CHECK YOUR UNDERSTANDING:
1. Do these statements agree with the Atkins diet article? Answer yes or no for each, and quote the words of the article that decide it.
(a) The six-month study involved 132 men and women.
(b) Researchers were certain the weight loss would hold up over time.
(c) After a year, the low-fat dieters had regained about one-third of their weight.
2. What do the answers to these questions about the Atkins diet article turn out to be?
(a) In which journal were the two studies published?
(b) In the second study, how many pounds had the Atkins group lost after six months?
(c) What did Dr. Atkins label all carbohydrates as?
3. Write out the stretch of the Atkins diet article from "Atkins Diet Research" through "up over time.", word for word.

TEXT SECTION:

Atkins Diet Research Proves Grains Cause Weight Gain
People following the high-protein, high-fat, low-carbohydrate Atkins diet lost more weight and lowered triglyceride levels further than people following a standard low-fat diet, according to two studies published in the New England Journal of Medicine (NEJM).
The research suggests that carbohydrates do cause weight gain, however researchers are uncertain whether the weight loss will hold up over time.
In one six-month study, 132 men and women started out weighing an average of 286 pounds. Those following the Atkins diet lost 13 pounds versus four pounds for those on a low-fat diet.
The second study, which lasted one-year, involved 63 participants who weighted an average of 217 pounds at the start. After six months, the Atkins group lost 15 pounds while the low-fat group lost 7. However, at the end of a year, participants on the Atkins diet had regained about one-third of their weight, and low-fat dieters had regained about one-fifth of their weight.
According to researchers, the difference in weight loss after one year was not large enough to tell whether it was caused by the diets.
In both studies, those following the Atkins regimen typically had higher levels of “good cholesterol” and lower levels of triglycerides, or fats in the blood, than those on the low-fat diet.
The researchers of both studies suggested that further studies are needed to determine whether the beneficial effects of the Atkins diet outweigh those of low-fat diets, which are known to reduce the risk of heart disease.
The New England Journal of Medicine May 22, 2003;348:2082-2090
DR. MERCOLA'S COMMENT:
Dr. Atkins provided a major jumpstart to help establish the connection between obesity and insulin, and it is encouraging to see some major studies validate this approach. Unfortunately, Dr. Atkins didn’t take his program far enough as he labeled all carbohydrates as bad.

[Referring expression data]

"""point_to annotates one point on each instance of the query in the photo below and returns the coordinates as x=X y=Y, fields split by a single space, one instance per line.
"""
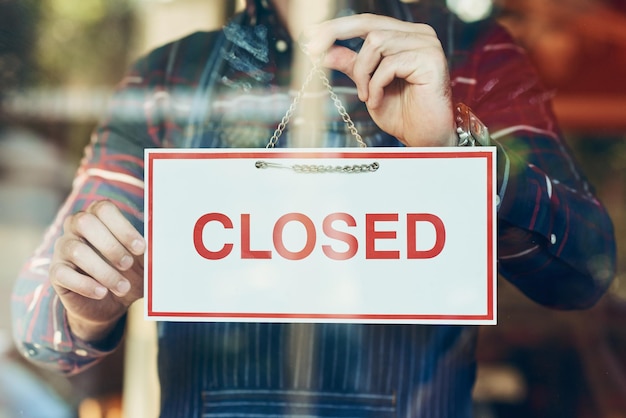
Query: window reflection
x=60 y=59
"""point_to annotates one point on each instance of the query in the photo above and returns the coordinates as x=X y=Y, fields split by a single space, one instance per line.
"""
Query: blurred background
x=59 y=61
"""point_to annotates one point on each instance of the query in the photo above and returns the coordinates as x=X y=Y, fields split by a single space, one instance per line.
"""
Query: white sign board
x=276 y=236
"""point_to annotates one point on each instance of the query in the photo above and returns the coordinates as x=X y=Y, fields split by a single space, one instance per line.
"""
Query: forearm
x=555 y=241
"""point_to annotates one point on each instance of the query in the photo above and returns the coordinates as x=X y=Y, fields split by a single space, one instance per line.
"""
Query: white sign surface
x=277 y=236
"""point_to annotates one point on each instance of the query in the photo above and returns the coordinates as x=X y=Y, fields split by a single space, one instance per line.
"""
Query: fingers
x=105 y=228
x=392 y=49
x=319 y=38
x=98 y=249
x=77 y=267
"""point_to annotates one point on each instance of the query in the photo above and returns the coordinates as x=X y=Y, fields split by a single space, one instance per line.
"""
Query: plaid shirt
x=555 y=240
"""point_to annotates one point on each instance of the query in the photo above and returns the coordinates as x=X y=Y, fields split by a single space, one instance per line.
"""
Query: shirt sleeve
x=555 y=239
x=112 y=168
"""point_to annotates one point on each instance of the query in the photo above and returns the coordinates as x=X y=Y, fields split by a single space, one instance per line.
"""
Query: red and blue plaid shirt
x=229 y=89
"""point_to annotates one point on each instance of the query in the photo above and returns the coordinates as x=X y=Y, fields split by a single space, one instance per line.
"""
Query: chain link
x=312 y=168
x=336 y=101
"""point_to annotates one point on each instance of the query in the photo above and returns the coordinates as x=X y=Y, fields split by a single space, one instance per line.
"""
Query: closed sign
x=372 y=235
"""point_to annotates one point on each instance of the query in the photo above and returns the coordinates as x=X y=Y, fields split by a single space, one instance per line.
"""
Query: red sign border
x=331 y=154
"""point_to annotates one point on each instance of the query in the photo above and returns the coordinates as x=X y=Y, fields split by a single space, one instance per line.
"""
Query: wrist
x=92 y=332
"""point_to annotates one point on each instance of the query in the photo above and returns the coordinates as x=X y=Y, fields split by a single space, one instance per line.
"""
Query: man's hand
x=97 y=269
x=400 y=73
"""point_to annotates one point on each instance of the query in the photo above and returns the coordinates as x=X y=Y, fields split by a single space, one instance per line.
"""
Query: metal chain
x=340 y=108
x=311 y=168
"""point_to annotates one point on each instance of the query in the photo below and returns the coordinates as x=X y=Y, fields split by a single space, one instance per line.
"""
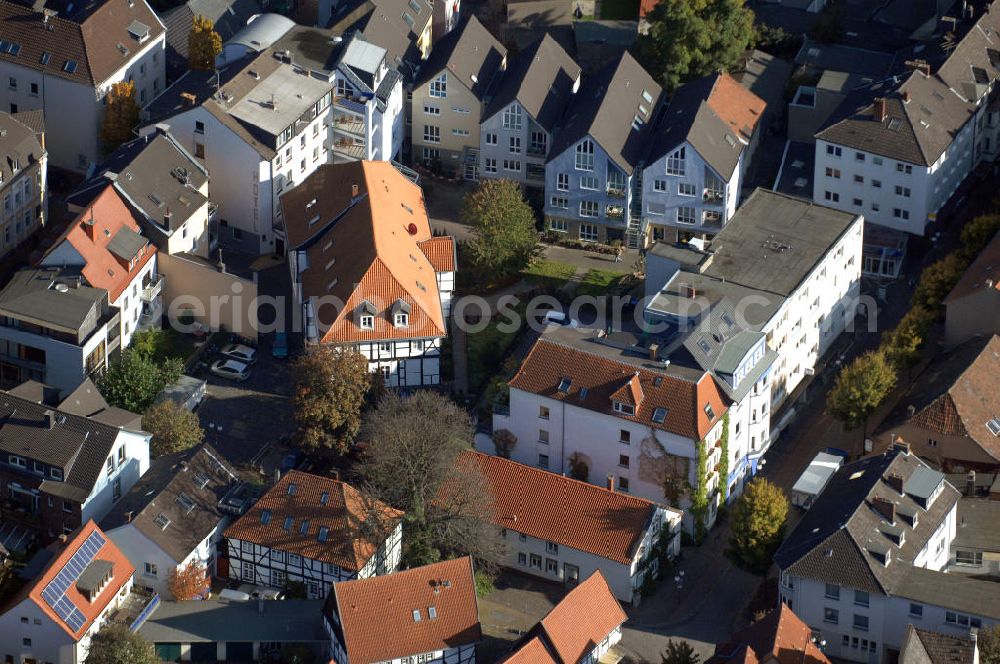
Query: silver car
x=230 y=369
x=241 y=353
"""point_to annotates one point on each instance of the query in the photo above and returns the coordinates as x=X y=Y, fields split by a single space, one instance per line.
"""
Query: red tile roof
x=377 y=614
x=121 y=573
x=362 y=226
x=91 y=233
x=780 y=635
x=344 y=512
x=548 y=363
x=984 y=273
x=560 y=509
x=582 y=619
x=735 y=105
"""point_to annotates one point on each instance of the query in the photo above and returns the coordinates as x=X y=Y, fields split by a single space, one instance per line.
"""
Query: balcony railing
x=152 y=291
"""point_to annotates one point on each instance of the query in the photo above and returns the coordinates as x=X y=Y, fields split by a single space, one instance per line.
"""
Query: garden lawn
x=549 y=275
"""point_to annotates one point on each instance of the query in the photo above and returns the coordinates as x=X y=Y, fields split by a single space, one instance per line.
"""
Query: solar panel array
x=55 y=593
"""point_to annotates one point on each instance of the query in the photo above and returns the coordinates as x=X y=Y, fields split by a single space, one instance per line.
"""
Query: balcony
x=136 y=608
x=152 y=290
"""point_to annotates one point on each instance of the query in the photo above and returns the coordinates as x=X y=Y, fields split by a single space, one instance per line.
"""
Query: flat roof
x=214 y=620
x=774 y=241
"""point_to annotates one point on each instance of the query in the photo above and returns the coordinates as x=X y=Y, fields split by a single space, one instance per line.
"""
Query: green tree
x=688 y=39
x=860 y=389
x=330 y=388
x=679 y=652
x=204 y=43
x=977 y=233
x=117 y=644
x=174 y=428
x=504 y=239
x=903 y=344
x=989 y=645
x=135 y=380
x=758 y=524
x=936 y=281
x=412 y=462
x=121 y=115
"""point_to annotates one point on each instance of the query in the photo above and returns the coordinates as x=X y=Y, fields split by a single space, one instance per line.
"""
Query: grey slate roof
x=605 y=108
x=216 y=620
x=774 y=241
x=158 y=490
x=918 y=131
x=541 y=79
x=79 y=445
x=470 y=54
x=836 y=539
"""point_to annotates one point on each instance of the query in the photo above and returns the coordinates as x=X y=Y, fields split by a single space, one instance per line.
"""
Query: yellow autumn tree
x=121 y=115
x=204 y=43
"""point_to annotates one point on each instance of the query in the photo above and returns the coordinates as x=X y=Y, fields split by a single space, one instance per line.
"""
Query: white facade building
x=119 y=40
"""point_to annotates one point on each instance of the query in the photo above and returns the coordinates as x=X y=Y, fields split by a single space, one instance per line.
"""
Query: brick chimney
x=879 y=110
x=886 y=508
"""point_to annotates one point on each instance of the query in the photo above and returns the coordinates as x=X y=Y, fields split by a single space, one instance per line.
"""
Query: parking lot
x=241 y=418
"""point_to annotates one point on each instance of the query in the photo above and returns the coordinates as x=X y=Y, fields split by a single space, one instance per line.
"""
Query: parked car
x=280 y=346
x=230 y=369
x=241 y=353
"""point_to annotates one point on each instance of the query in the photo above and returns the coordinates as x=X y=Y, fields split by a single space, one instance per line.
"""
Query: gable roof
x=982 y=274
x=369 y=609
x=310 y=502
x=559 y=509
x=95 y=549
x=606 y=108
x=541 y=79
x=366 y=247
x=97 y=38
x=108 y=239
x=843 y=535
x=957 y=395
x=779 y=636
x=594 y=379
x=187 y=488
x=923 y=112
x=716 y=115
x=471 y=55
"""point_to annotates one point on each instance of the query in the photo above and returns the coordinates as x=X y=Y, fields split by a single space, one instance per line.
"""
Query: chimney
x=886 y=508
x=880 y=111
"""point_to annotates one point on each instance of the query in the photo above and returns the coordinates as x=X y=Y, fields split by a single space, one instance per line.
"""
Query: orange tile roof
x=582 y=619
x=102 y=269
x=121 y=572
x=548 y=362
x=780 y=635
x=343 y=514
x=377 y=614
x=532 y=652
x=366 y=247
x=440 y=251
x=560 y=509
x=984 y=273
x=735 y=105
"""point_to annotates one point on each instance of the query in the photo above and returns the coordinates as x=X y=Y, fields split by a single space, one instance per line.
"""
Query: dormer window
x=366 y=315
x=401 y=313
x=624 y=408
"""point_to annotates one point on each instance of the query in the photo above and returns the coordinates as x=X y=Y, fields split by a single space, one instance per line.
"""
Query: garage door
x=204 y=652
x=239 y=651
x=168 y=652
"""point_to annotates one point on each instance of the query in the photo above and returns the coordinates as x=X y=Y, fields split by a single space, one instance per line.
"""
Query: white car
x=241 y=353
x=231 y=369
x=559 y=318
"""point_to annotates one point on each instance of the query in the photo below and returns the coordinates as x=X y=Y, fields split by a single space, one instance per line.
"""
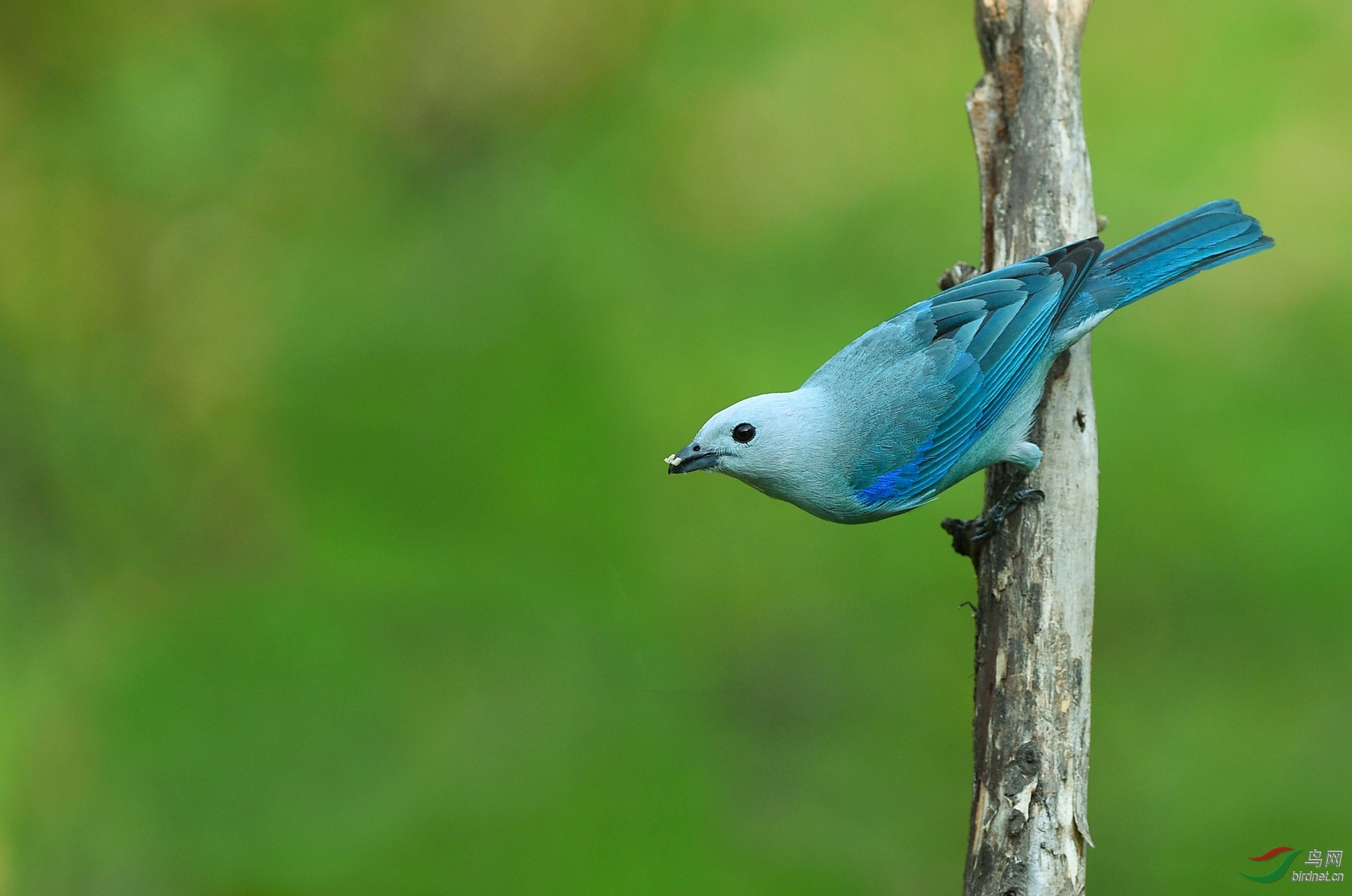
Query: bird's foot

ANSWERS TO THE TASKS:
1.
(a) Yes: "In one six-month study, 132 men and women started out weighing an average of 286 pounds."
(b) No: "researchers are uncertain whether the weight loss will hold up over time."
(c) No: "low-fat dieters had regained about one-fifth of their weight."

2.
(a) The New England Journal of Medicine (NEJM)
(b) 15 pounds
(c) Bad

3.
Atkins Diet Research Proves Grains Cause Weight Gain
People following the high-protein, high-fat, low-carbohydrate Atkins diet lost more weight and lowered triglyceride levels further than people following a standard low-fat diet, according to two studies published in the New England Journal of Medicine (NEJM).
The research suggests that carbohydrates do cause weight gain, however researchers are uncertain whether the weight loss will hold up over time.